Your goal
Your answer should be an exact copy of every record.

Data in this exercise
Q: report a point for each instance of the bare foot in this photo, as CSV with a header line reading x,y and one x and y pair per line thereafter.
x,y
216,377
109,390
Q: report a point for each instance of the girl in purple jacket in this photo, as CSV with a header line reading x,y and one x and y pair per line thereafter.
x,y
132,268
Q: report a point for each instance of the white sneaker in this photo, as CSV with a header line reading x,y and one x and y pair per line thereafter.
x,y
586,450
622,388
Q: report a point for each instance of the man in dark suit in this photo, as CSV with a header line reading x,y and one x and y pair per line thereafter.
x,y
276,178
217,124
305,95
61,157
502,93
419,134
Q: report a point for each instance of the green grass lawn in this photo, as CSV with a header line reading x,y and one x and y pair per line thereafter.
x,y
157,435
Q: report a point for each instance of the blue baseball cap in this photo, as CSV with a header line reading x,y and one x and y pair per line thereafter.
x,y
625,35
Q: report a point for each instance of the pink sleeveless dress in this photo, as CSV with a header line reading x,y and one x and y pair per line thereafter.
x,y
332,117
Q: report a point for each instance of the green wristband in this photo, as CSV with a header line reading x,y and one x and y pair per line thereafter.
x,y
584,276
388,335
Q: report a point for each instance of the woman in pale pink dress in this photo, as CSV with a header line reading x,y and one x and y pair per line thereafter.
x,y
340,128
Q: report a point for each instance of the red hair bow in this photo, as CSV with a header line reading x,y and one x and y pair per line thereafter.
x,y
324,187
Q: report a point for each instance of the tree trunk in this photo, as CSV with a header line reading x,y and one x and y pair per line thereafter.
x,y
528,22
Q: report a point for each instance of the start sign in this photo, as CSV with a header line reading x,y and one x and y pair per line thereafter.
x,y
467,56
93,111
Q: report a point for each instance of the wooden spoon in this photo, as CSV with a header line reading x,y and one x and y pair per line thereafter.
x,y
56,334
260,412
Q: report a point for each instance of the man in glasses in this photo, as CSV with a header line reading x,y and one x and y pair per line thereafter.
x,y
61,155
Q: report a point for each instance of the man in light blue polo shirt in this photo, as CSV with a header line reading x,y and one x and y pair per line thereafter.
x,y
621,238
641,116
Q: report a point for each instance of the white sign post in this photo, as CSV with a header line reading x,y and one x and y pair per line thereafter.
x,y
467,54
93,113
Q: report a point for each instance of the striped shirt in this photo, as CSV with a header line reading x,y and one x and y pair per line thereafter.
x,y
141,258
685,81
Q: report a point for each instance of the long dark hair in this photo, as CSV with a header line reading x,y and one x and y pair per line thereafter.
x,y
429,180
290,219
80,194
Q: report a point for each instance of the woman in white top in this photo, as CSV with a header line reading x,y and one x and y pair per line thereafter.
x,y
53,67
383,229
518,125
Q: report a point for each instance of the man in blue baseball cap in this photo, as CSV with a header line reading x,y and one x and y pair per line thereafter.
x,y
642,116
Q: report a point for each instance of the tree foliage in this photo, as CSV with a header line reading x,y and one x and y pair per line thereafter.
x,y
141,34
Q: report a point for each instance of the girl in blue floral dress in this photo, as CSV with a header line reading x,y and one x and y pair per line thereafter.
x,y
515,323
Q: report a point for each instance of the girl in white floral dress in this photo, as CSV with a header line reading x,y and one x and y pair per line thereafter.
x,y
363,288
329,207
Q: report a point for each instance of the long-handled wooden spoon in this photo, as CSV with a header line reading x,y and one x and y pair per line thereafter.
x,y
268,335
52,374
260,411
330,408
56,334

Problem solution
Q: report a point for each instance of the bare foot in this photo, as CSV with a header line reading x,y and one x and y pair per line thereafter.
x,y
216,377
109,390
Q: report a point for each instance of the girl in purple jacket in this photo, as CSV with a header line reading x,y and one x and y pair per line thereafter.
x,y
132,268
Q: report a point for each instance of the white sneaker in this photo, as CSV with a header line reading x,y and one x and y pair per line thereafter.
x,y
586,450
622,388
Q: report a point for each instance of the man in dark suit in this photo, as CSV with a header line reading x,y and one x and y pair per line thereafter.
x,y
276,178
217,124
305,95
61,157
502,93
419,134
Q: report a point for each instance of the green grass lawn in this photo, as CSV with a header line reading x,y and one x and y pair per line thereafter.
x,y
157,435
Q: report a point for each instance of the blue baseball cap in this photo, as CSV with a header line reading x,y and one x and y pair per line thereafter.
x,y
625,35
Q: report a point for each instance of the pink sleeveless dress in this photo, as CSV with a header line reading x,y and one x and y pair per line thereafter.
x,y
332,117
Q: report a point for each instance of the green wristband in this photo, as CSV with a header line reading x,y and one x and y pair per line thereafter.
x,y
584,276
388,335
Q: report a point for each instance of the woman in pale pink dress in this photo, as CSV with a header line reading x,y and one x and y pair per line thereafter.
x,y
340,128
Q: report a point for each instance of the red hair bow in this photo, as CSV with a header line reading x,y and one x and y pair per line thereafter.
x,y
324,187
Q: report a point for each instance of the tree trunk in this photo, as CSV with a header line reading x,y and one x and y pair per line thereafter.
x,y
528,22
Q: report a point for each instance of the start sign in this photo, as CSV with a header line reading x,y and one x and y pair per line thereafter.
x,y
467,56
93,111
Q: report a point for each instance of the wooden spoon in this photo, as CSV with a header line reading x,y and one x and y pair per line thereafter.
x,y
56,334
260,412
Q: report a point for each instance of the man in glasses in this photo, as CSV with a header line reading x,y and one x and y pair per line thereafter.
x,y
61,155
Q: report a point for each instance of the man in light blue polo shirt in this photo, as CSV with a header line reading x,y and one x and y pair per line thereafter.
x,y
621,238
641,116
Q: report a point for each instance of the white sign post in this photo, as CSV with a header line reading x,y and one x and y pair per line thereafter.
x,y
467,54
93,113
Q: report a point for each instance of the striped shirt in this photo, as CSV with a header line reading x,y and one x and y pair per line thereafter.
x,y
141,258
685,81
Q: report a point for each instance of the long dark hair in this photo, as CSV with a header line reading x,y and one x and y pair per line thereafter.
x,y
429,180
290,219
80,194
Q: report a point for each instance of the woman in white top in this photo, as CSV with a header line reading x,y and one x and y pair per line thereafter.
x,y
53,67
383,229
518,125
Q: report a point for each instance of the man in blue baseball cap in this photo, as CSV with a header line reading x,y and one x and y pair per line thereafter.
x,y
642,116
Q: report a point for each instance of the tree foliage in this photo, as CSV with a header line reading x,y and one x and y pair per line thereafter.
x,y
141,34
Q: report a point for each instance of the girl in blue floral dress in this photo, as CSV with a header line reading x,y and one x and y pair per line thereafter.
x,y
515,323
Q: report a point for each instance of the girl in white floral dress in this photo, as CSV with a header line reading x,y and one x and y pair per line thereafter.
x,y
363,288
329,207
Q: report a point for each instance of the long-handled wooden spoon in this photo, as CSV with a header line reading x,y and one x and y pair per line thereafter.
x,y
268,335
52,374
260,411
330,408
56,334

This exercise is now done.